## Begin Provided data

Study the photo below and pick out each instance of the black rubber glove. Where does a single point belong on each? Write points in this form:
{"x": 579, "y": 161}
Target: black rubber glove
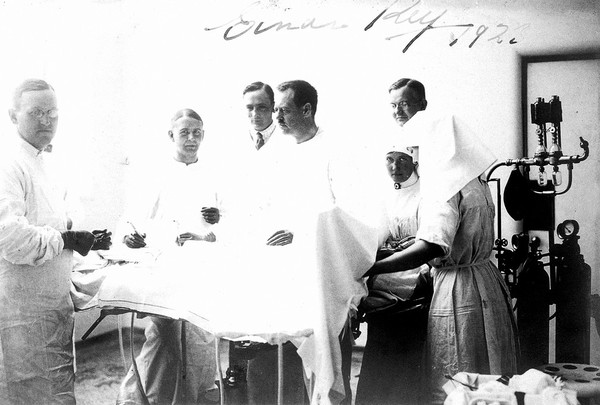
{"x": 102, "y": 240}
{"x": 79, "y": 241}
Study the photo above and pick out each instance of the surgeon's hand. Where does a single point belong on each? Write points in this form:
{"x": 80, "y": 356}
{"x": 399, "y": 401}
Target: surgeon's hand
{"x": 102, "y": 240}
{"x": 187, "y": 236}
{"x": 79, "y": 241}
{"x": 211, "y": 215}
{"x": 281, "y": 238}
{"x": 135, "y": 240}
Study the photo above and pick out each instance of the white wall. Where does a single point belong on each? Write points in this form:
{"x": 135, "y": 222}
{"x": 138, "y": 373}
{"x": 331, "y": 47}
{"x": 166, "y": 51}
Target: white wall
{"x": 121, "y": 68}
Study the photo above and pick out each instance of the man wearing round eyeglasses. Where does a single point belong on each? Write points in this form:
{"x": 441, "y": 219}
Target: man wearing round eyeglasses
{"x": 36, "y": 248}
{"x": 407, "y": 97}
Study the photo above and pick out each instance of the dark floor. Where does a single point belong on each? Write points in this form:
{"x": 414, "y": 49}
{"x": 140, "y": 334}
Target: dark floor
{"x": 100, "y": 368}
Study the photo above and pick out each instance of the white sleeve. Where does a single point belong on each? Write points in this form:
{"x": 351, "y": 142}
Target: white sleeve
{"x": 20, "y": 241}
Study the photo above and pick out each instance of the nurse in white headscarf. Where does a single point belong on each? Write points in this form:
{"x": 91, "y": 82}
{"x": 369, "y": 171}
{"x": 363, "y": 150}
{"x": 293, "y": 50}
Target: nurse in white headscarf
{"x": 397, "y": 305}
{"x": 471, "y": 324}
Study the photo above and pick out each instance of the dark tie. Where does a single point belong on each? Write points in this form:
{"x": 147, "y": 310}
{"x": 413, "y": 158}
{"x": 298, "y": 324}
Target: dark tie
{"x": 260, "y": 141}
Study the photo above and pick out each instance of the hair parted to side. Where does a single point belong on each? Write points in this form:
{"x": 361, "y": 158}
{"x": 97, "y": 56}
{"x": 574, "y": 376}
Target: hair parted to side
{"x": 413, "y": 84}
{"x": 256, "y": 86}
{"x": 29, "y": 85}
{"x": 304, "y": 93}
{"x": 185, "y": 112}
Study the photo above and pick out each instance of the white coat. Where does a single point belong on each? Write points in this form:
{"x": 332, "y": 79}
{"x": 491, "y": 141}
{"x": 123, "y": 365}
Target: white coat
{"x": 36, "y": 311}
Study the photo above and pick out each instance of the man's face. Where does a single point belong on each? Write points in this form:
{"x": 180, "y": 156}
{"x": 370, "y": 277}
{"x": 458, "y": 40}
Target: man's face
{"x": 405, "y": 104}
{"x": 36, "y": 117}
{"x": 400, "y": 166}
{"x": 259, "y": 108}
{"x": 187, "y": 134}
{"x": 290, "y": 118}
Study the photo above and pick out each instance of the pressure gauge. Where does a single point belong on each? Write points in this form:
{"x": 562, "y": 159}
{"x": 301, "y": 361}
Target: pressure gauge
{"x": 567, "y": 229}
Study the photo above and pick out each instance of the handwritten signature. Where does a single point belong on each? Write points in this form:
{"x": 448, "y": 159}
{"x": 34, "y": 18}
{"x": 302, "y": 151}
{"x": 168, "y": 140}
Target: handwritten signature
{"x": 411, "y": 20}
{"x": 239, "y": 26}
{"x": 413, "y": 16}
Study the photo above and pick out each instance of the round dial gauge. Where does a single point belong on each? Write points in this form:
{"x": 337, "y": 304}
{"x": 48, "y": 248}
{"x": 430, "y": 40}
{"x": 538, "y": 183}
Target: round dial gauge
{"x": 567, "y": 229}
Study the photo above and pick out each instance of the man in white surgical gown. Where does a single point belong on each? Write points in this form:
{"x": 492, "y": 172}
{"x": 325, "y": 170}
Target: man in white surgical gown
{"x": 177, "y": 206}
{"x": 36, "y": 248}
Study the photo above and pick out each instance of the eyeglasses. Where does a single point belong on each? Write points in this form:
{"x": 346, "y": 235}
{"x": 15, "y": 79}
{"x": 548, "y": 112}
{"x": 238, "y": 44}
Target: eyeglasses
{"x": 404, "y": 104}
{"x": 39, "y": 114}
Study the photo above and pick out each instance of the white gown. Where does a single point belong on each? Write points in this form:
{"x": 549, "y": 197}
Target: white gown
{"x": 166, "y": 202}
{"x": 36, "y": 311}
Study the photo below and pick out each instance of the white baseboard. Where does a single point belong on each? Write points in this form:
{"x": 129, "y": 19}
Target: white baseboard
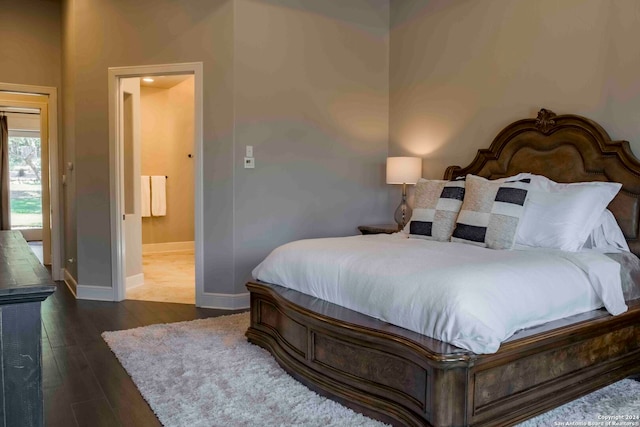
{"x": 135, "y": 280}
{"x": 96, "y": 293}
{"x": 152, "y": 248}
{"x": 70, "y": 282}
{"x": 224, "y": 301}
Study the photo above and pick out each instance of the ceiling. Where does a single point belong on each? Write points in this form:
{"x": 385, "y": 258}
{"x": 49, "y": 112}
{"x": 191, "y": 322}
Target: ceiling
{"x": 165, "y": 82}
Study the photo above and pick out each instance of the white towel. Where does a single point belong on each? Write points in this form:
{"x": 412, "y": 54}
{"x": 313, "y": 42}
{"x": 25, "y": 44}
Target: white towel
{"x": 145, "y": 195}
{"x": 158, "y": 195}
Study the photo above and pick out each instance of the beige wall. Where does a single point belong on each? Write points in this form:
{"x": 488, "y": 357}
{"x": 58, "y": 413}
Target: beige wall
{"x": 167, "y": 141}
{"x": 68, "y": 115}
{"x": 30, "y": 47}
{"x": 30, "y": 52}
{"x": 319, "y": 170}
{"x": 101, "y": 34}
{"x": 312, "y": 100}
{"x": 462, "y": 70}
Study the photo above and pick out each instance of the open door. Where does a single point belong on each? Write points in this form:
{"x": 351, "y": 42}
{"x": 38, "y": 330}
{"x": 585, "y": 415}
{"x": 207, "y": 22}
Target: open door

## End Provided data

- **Task description**
Recast every one of the entries above as a JSON list of strings, with one string per line and blank lines omitted. Leave the pictures out of the list.

- **Exercise solution**
[
  "Study the photo below and pick out each instance of the black rubber glove. Where does a single point belong on each? Write points in this form:",
  "{\"x\": 579, \"y\": 161}",
  "Target: black rubber glove",
  "{\"x\": 102, \"y\": 240}",
  "{\"x\": 79, \"y\": 241}",
  "Study the photo above and pick out each instance of the surgeon's hand. Where does a single point belong on each? Write points in this form:",
  "{\"x\": 80, \"y\": 356}",
  "{\"x\": 399, \"y\": 401}",
  "Target: surgeon's hand",
  "{\"x\": 102, \"y\": 240}",
  "{\"x\": 187, \"y\": 236}",
  "{\"x\": 79, \"y\": 241}",
  "{\"x\": 211, \"y\": 215}",
  "{\"x\": 281, \"y\": 238}",
  "{\"x\": 135, \"y\": 240}",
  "Study the photo above and pick out each instance of the white wall. Where does a single point belong on each? Write points in this form:",
  "{\"x\": 135, \"y\": 222}",
  "{\"x\": 138, \"y\": 373}",
  "{\"x\": 331, \"y\": 47}",
  "{\"x\": 166, \"y\": 51}",
  "Target: white wall",
  "{\"x\": 121, \"y\": 68}",
  "Study the photo above and pick out each instance of the man wearing round eyeglasses. Where does a single point belong on each? Write points in this form:",
  "{\"x\": 441, \"y\": 219}",
  "Target: man wearing round eyeglasses",
  "{\"x\": 36, \"y\": 248}",
  "{\"x\": 407, \"y\": 97}",
  "Study the photo above and pick out each instance of the dark floor. Where does a single point belong on each? Write points in this form:",
  "{\"x\": 414, \"y\": 49}",
  "{\"x\": 140, \"y\": 334}",
  "Target: dark floor",
  "{\"x\": 100, \"y\": 368}",
  "Study the photo above and pick out each instance of the white sleeve. Where does a single point belong on each? Write points in this form:",
  "{\"x\": 351, \"y\": 142}",
  "Target: white sleeve",
  "{\"x\": 20, \"y\": 241}",
  "Study the photo above and pick out each instance of the nurse in white headscarf. Where does a single point belong on each? Write points in this form:",
  "{\"x\": 91, \"y\": 82}",
  "{\"x\": 369, \"y\": 171}",
  "{\"x\": 363, \"y\": 150}",
  "{\"x\": 293, \"y\": 50}",
  "Target: nurse in white headscarf",
  "{\"x\": 397, \"y\": 305}",
  "{\"x\": 471, \"y\": 324}",
  "Study the photo above and pick out each instance of the dark tie. Where does a single point belong on each? Write points in this form:",
  "{\"x\": 147, \"y\": 310}",
  "{\"x\": 413, \"y\": 158}",
  "{\"x\": 298, \"y\": 324}",
  "Target: dark tie",
  "{\"x\": 260, \"y\": 141}",
  "Study the photo above and pick out each instance of the hair parted to side. Where does a single point belong on each? Write points in this form:",
  "{\"x\": 361, \"y\": 158}",
  "{\"x\": 97, \"y\": 56}",
  "{\"x\": 574, \"y\": 376}",
  "Target: hair parted to side",
  "{\"x\": 413, \"y\": 84}",
  "{\"x\": 256, \"y\": 86}",
  "{\"x\": 29, \"y\": 85}",
  "{\"x\": 304, \"y\": 93}",
  "{\"x\": 185, \"y\": 112}",
  "Study the photo above and pick out each instance of the white coat. Where does a single point belong on each? Write points in this form:",
  "{\"x\": 332, \"y\": 79}",
  "{\"x\": 491, \"y\": 141}",
  "{\"x\": 123, \"y\": 365}",
  "Target: white coat",
  "{\"x\": 36, \"y\": 311}",
  "Study the photo above and pick out each instance of the man's face. Where does a single point belong on each? Write points in this form:",
  "{\"x\": 180, \"y\": 156}",
  "{\"x\": 370, \"y\": 277}",
  "{\"x\": 458, \"y\": 40}",
  "Target: man's face",
  "{\"x\": 405, \"y\": 104}",
  "{\"x\": 36, \"y\": 117}",
  "{\"x\": 400, \"y\": 166}",
  "{\"x\": 259, \"y\": 108}",
  "{\"x\": 187, \"y\": 134}",
  "{\"x\": 290, \"y\": 118}",
  "Study the photo above and pick out each instance of the pressure gauge. Where does a single point belong on each? Write points in this form:",
  "{\"x\": 562, \"y\": 159}",
  "{\"x\": 301, \"y\": 361}",
  "Target: pressure gauge",
  "{\"x\": 567, \"y\": 229}",
  "Study the photo above and pick out each instance of the handwritten signature. Where does a single point belong on each? Write points in this form:",
  "{\"x\": 448, \"y\": 159}",
  "{\"x\": 34, \"y\": 18}",
  "{\"x\": 302, \"y\": 151}",
  "{\"x\": 168, \"y\": 140}",
  "Target: handwritten signature",
  "{\"x\": 411, \"y\": 20}",
  "{\"x\": 239, \"y\": 26}",
  "{\"x\": 413, \"y\": 16}",
  "Study the photo above and pick out each instance of the round dial gauge. Where does a single point belong on each? Write points in this form:",
  "{\"x\": 337, \"y\": 304}",
  "{\"x\": 48, \"y\": 248}",
  "{\"x\": 430, \"y\": 40}",
  "{\"x\": 538, \"y\": 183}",
  "Target: round dial gauge",
  "{\"x\": 567, \"y\": 229}",
  "Study the photo above and pick out each instance of the man in white surgical gown. Where does a single point belong on each? Write points in this form:",
  "{\"x\": 492, \"y\": 172}",
  "{\"x\": 325, \"y\": 170}",
  "Target: man in white surgical gown",
  "{\"x\": 177, \"y\": 206}",
  "{\"x\": 36, \"y\": 248}",
  "Study the photo above and pick out each instance of the eyeglasses. Where does a single point belong on each? Write points in this form:",
  "{\"x\": 346, \"y\": 235}",
  "{\"x\": 15, \"y\": 79}",
  "{\"x\": 548, \"y\": 112}",
  "{\"x\": 238, \"y\": 44}",
  "Target: eyeglasses",
  "{\"x\": 404, \"y\": 104}",
  "{\"x\": 39, \"y\": 114}",
  "Study the photo above and pick out each instance of the white gown. Where does a single point belong on each? Write points in this form:",
  "{\"x\": 549, \"y\": 197}",
  "Target: white gown",
  "{\"x\": 166, \"y\": 202}",
  "{\"x\": 36, \"y\": 311}",
  "Study the photo below and pick out each instance of the white baseboard. Where does a single point belong on each? Write points in this form:",
  "{\"x\": 129, \"y\": 19}",
  "Target: white baseboard",
  "{\"x\": 135, \"y\": 280}",
  "{\"x\": 96, \"y\": 293}",
  "{\"x\": 152, \"y\": 248}",
  "{\"x\": 70, \"y\": 282}",
  "{\"x\": 224, \"y\": 301}",
  "Study the photo above and pick out each instance of the ceiling. Where does a single point belong on each? Write points in this form:",
  "{\"x\": 385, \"y\": 258}",
  "{\"x\": 49, \"y\": 112}",
  "{\"x\": 191, \"y\": 322}",
  "Target: ceiling",
  "{\"x\": 165, \"y\": 82}",
  "Study the photo above and pick out each instance of the white towel. Where does a single point belong on each? Write points in this form:",
  "{\"x\": 412, \"y\": 54}",
  "{\"x\": 313, \"y\": 42}",
  "{\"x\": 25, \"y\": 44}",
  "Target: white towel",
  "{\"x\": 145, \"y\": 195}",
  "{\"x\": 158, \"y\": 195}",
  "Study the photo above and pick out each instance of the beige wall. Where does a single point belong on each? Write points in this form:",
  "{\"x\": 488, \"y\": 357}",
  "{\"x\": 58, \"y\": 413}",
  "Target: beige wall",
  "{\"x\": 167, \"y\": 141}",
  "{\"x\": 68, \"y\": 115}",
  "{\"x\": 30, \"y\": 47}",
  "{\"x\": 30, \"y\": 52}",
  "{\"x\": 319, \"y\": 170}",
  "{\"x\": 101, \"y\": 34}",
  "{\"x\": 312, \"y\": 100}",
  "{\"x\": 462, \"y\": 70}",
  "Study the photo above and pick out each instance of the open door. Where does a single point belong on each? Write points in this form:",
  "{\"x\": 351, \"y\": 42}",
  "{\"x\": 38, \"y\": 330}",
  "{\"x\": 585, \"y\": 415}",
  "{\"x\": 207, \"y\": 22}",
  "Target: open door"
]